=== Stored data ===

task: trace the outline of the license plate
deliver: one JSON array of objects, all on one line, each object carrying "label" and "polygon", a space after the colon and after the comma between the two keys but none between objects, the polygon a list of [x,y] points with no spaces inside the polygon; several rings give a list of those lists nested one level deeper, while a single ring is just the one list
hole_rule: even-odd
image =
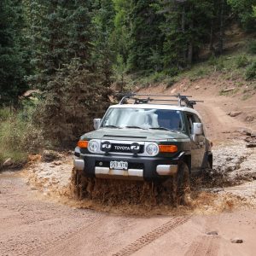
[{"label": "license plate", "polygon": [[128,162],[125,162],[125,161],[110,161],[110,169],[128,170]]}]

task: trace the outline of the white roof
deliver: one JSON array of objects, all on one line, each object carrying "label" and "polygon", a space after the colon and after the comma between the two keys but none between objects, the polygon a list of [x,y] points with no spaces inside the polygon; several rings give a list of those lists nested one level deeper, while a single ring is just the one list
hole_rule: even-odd
[{"label": "white roof", "polygon": [[188,107],[179,107],[175,105],[159,105],[159,104],[117,104],[117,105],[112,105],[109,107],[109,108],[145,108],[145,109],[169,109],[169,110],[179,110],[179,111],[186,111],[189,113],[193,113],[197,114],[200,119],[201,115],[200,113],[195,110],[194,108],[188,108]]}]

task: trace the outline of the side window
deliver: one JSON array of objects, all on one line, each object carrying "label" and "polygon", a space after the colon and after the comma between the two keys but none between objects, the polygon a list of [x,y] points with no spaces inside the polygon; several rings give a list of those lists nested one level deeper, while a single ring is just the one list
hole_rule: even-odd
[{"label": "side window", "polygon": [[187,116],[187,120],[188,120],[188,124],[189,124],[189,133],[192,134],[193,133],[193,124],[194,123],[201,123],[201,121],[195,113],[187,113],[186,116]]},{"label": "side window", "polygon": [[195,113],[193,113],[193,117],[194,117],[194,120],[195,120],[194,123],[201,123],[201,119]]},{"label": "side window", "polygon": [[188,121],[188,125],[189,125],[189,133],[192,134],[193,123],[195,123],[194,117],[193,117],[193,114],[188,113],[187,113],[186,116],[187,116],[187,121]]}]

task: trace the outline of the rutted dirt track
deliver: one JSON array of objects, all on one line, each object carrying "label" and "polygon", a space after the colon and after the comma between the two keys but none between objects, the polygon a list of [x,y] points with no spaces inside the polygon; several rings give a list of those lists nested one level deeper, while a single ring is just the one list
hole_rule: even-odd
[{"label": "rutted dirt track", "polygon": [[[210,137],[216,143],[232,138],[235,142],[229,143],[245,148],[241,142],[236,143],[238,134],[233,131],[247,124],[227,116],[219,104],[214,105],[210,97],[208,100],[207,107],[199,109]],[[254,149],[247,151],[247,155],[252,156],[250,162],[237,154],[241,160],[237,163],[229,154],[229,144],[220,147],[224,147],[220,148],[225,151],[225,160],[229,158],[228,167],[236,172],[236,175],[241,169],[256,172]],[[65,195],[67,175],[72,168],[68,160],[61,166],[37,166],[41,168],[38,176],[32,168],[0,173],[0,255],[255,255],[256,210],[243,204],[242,198],[236,205],[233,197],[224,200],[225,195],[221,192],[209,198],[202,193],[197,200],[201,201],[200,207],[195,207],[193,211],[177,208],[162,215],[157,212],[128,215],[130,212],[117,212],[111,206],[102,212],[90,207],[90,203],[86,208],[79,208],[75,203],[59,202],[63,202],[61,197],[48,196],[50,193],[56,195],[56,192]],[[59,172],[54,175],[54,170]],[[61,172],[63,178],[58,180]],[[27,179],[30,184],[26,183]],[[246,191],[247,198],[255,203],[253,182],[226,190],[241,197]],[[205,197],[207,203],[204,203],[207,201]],[[209,201],[215,202],[211,205]],[[207,235],[211,231],[217,233]],[[243,243],[231,243],[230,239],[236,237]]]}]

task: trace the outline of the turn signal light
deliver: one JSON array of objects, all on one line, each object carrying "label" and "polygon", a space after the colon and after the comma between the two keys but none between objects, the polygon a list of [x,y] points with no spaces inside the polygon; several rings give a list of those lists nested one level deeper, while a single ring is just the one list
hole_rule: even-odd
[{"label": "turn signal light", "polygon": [[81,148],[87,148],[88,142],[87,141],[79,141],[78,142],[78,147],[79,147]]},{"label": "turn signal light", "polygon": [[159,145],[160,153],[175,153],[177,151],[176,145]]}]

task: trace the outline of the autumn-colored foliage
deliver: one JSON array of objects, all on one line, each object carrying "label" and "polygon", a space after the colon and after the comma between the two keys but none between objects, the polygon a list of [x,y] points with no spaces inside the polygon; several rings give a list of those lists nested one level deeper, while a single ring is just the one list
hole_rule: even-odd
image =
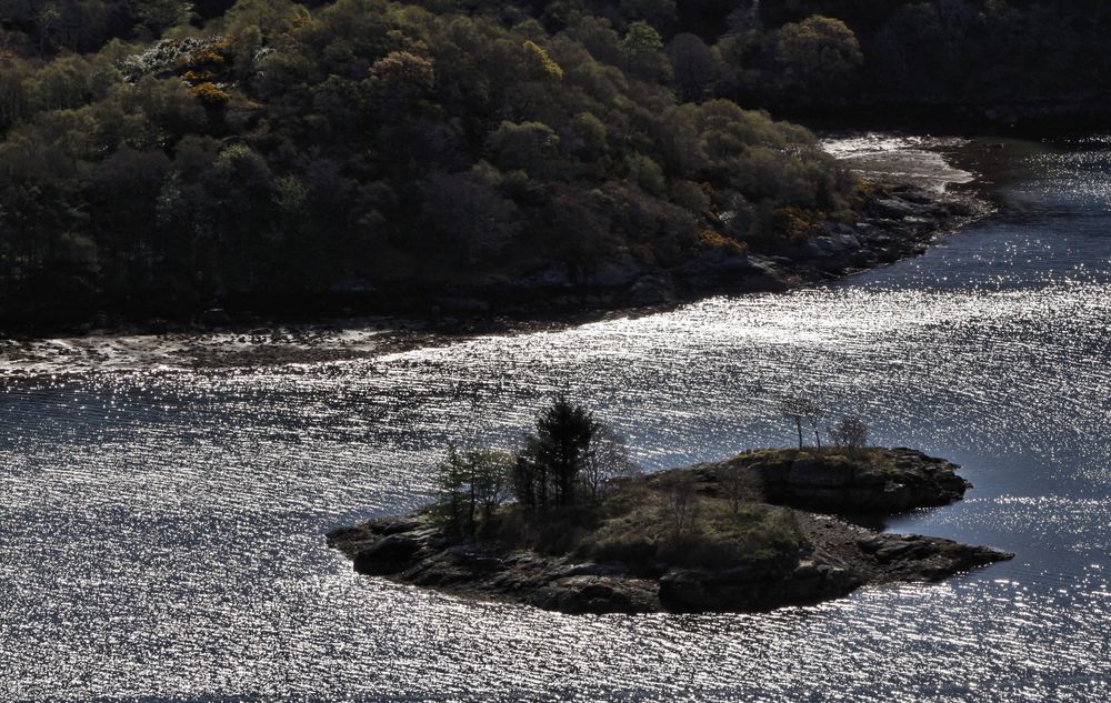
[{"label": "autumn-colored foliage", "polygon": [[228,102],[230,97],[216,83],[200,83],[189,89],[189,94],[204,103],[207,107],[220,107]]}]

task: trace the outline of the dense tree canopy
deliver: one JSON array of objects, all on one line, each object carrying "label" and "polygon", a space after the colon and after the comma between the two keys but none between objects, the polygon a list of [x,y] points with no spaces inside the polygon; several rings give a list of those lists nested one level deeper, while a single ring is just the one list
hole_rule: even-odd
[{"label": "dense tree canopy", "polygon": [[1100,89],[1104,6],[0,0],[0,318],[774,249],[855,183],[739,104]]}]

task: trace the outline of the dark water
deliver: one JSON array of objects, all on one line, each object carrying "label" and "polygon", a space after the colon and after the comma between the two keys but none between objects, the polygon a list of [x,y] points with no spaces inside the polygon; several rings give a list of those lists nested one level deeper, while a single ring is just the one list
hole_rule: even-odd
[{"label": "dark water", "polygon": [[[993,158],[1003,213],[829,288],[373,361],[17,364],[0,700],[1111,699],[1111,151]],[[511,442],[561,389],[649,468],[788,443],[777,394],[820,398],[975,484],[892,529],[1018,558],[773,614],[570,617],[323,548],[421,503],[430,450]]]}]

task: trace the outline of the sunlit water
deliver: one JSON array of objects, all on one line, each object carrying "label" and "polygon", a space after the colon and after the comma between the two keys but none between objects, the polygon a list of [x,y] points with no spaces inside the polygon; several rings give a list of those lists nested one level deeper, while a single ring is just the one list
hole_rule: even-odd
[{"label": "sunlit water", "polygon": [[[2,700],[1111,697],[1111,152],[1010,163],[1004,213],[829,288],[371,361],[27,378],[0,395]],[[357,576],[449,439],[559,390],[649,468],[860,414],[977,486],[890,528],[1018,553],[762,615],[572,617]]]}]

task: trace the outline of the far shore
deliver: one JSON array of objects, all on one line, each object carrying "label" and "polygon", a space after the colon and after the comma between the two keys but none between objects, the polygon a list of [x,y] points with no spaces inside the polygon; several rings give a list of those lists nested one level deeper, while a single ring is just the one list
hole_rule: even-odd
[{"label": "far shore", "polygon": [[[878,160],[882,171],[882,155],[872,158],[870,168],[877,168]],[[920,182],[900,182],[895,174],[881,172],[873,179],[884,184],[855,227],[831,225],[791,255],[707,260],[680,272],[640,272],[631,284],[619,287],[410,289],[371,303],[371,311],[378,305],[378,314],[361,314],[368,312],[362,307],[368,301],[361,301],[352,308],[328,304],[316,314],[261,314],[229,308],[210,310],[188,322],[109,321],[99,328],[54,330],[56,334],[8,330],[7,339],[0,338],[0,356],[11,365],[42,373],[374,358],[476,335],[530,333],[653,314],[714,295],[785,292],[828,283],[920,255],[937,237],[992,211],[974,182],[938,192]]]}]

===

Prompt
All lines from the one containing "task: trace the outline of the far shore" through the final line of the listing above are to be reproduced exactly; include both and add nothing.

Right answer
task: trace the outline of the far shore
deliver: one JSON array of objects, all on one line, each object carrying "label" and "polygon", a space after the colon and after the comma between the two keys but none between objects, the polygon a list of [x,y] points with no spaces inside the polygon; several rings give a list of those lists nested one level deeper, while a single ring is just the one list
hole_rule: even-odd
[{"label": "far shore", "polygon": [[[878,160],[882,171],[882,155],[872,158],[870,168],[877,168]],[[920,182],[900,182],[895,174],[881,172],[873,179],[884,184],[855,227],[831,225],[791,255],[707,260],[680,272],[640,272],[631,284],[619,287],[410,289],[371,303],[371,311],[378,305],[378,314],[361,314],[368,312],[362,307],[368,301],[361,301],[352,308],[328,304],[316,314],[261,314],[229,308],[210,310],[188,322],[109,321],[99,328],[54,330],[56,334],[8,330],[7,339],[0,338],[0,356],[11,365],[42,373],[374,358],[476,335],[530,333],[653,314],[714,295],[785,292],[828,283],[920,255],[937,237],[992,211],[974,182],[938,192]]]}]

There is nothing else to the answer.